--- Provided entries ---

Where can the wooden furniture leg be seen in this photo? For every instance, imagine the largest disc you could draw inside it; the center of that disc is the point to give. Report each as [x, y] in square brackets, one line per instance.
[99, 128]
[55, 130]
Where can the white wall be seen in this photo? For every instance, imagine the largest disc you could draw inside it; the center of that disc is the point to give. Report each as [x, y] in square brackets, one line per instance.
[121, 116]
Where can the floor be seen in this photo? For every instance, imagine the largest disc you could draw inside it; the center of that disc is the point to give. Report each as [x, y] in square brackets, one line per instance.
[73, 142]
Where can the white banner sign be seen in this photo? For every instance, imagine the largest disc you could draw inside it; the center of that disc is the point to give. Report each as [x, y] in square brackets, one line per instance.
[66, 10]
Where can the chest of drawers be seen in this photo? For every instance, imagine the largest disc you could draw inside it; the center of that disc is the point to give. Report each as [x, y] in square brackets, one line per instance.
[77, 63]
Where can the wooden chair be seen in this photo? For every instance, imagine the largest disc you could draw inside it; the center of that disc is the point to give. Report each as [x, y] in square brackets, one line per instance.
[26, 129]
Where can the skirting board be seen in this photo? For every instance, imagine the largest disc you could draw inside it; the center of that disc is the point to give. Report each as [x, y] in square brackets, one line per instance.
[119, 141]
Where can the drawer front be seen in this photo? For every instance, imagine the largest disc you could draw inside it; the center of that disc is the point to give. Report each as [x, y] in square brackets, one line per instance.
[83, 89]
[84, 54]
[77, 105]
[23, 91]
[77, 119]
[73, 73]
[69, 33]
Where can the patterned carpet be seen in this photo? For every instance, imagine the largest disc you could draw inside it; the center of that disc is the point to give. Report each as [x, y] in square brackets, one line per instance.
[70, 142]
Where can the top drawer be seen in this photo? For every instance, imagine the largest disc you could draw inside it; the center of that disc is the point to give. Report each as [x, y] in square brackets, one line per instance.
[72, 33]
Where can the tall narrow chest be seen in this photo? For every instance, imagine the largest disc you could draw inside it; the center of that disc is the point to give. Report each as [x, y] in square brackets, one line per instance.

---

## [What this task involves]
Return every line exactly.

## [Response for this exercise]
Where can the wooden furniture leg be seen in this photo? For every instance, imagine the largest disc you could draw inside it; the center of that disc is the point to give. Report each as [x, y] in square brackets, one line per instance.
[99, 128]
[55, 130]
Where can the white wall be seen in this photo? For every instance, imagine the largest disc you could draw inside it; the center of that disc is the point to give. Report each as [x, y] in square brackets, one line per instance.
[121, 116]
Where can the floor be seen in this photo? For every instance, imagine the largest disc you could draw inside it; the center of that disc is the point to give. Report each as [x, y] in square brackets, one line per instance.
[73, 142]
Where can the white banner sign be seen in this photo? For every instance, imagine the largest disc you could draw inside it; the center of that disc is the point to give. Report each as [x, y] in square brackets, one line per instance.
[66, 10]
Where can the chest of drawers be seen in this photo? For every instance, imagine the largest disc you could draw inside it; the center of that disc is the point to give. Report each as [x, y] in square brackets, one line per instance.
[77, 63]
Where can the wooden chair be seen in this photo? For every instance, imagine the largest disc you could draw inside it; the center of that disc is the point to give. Report each as [x, y] in square brackets, one line per instance.
[26, 129]
Where can the skirting board be seen in this photo? For every instance, imagine the largest disc you could draw inside it; the center of that disc is the point to give. Report each as [x, y] in square brackets, one line per instance.
[119, 141]
Where can the drawer front be seen in this photo? For every instance, imagine the largest disc you could draw inside it; the center of that disc is the point to give. Report each as [x, y] in square brackets, one line per instance.
[83, 89]
[84, 54]
[77, 105]
[23, 91]
[77, 119]
[73, 73]
[69, 33]
Where can the patterned carpet be seen in this photo? For every instance, imagine the largest disc you could draw inside it; the center of that disc is the point to give. Report each as [x, y] in square brackets, one line per instance.
[70, 142]
Where can the top drawer be seen in this photo? For every instance, imagine the largest disc you could draw inside it; the center of that disc is the point to give. Report each as [x, y] in square brackets, one line per instance.
[72, 33]
Where can the tall narrow chest be seen in this photo? For every instance, imagine the largest disc you could draw inside it; the center of that disc is the point to give. Report each as [x, y] in square brackets, one line per instance.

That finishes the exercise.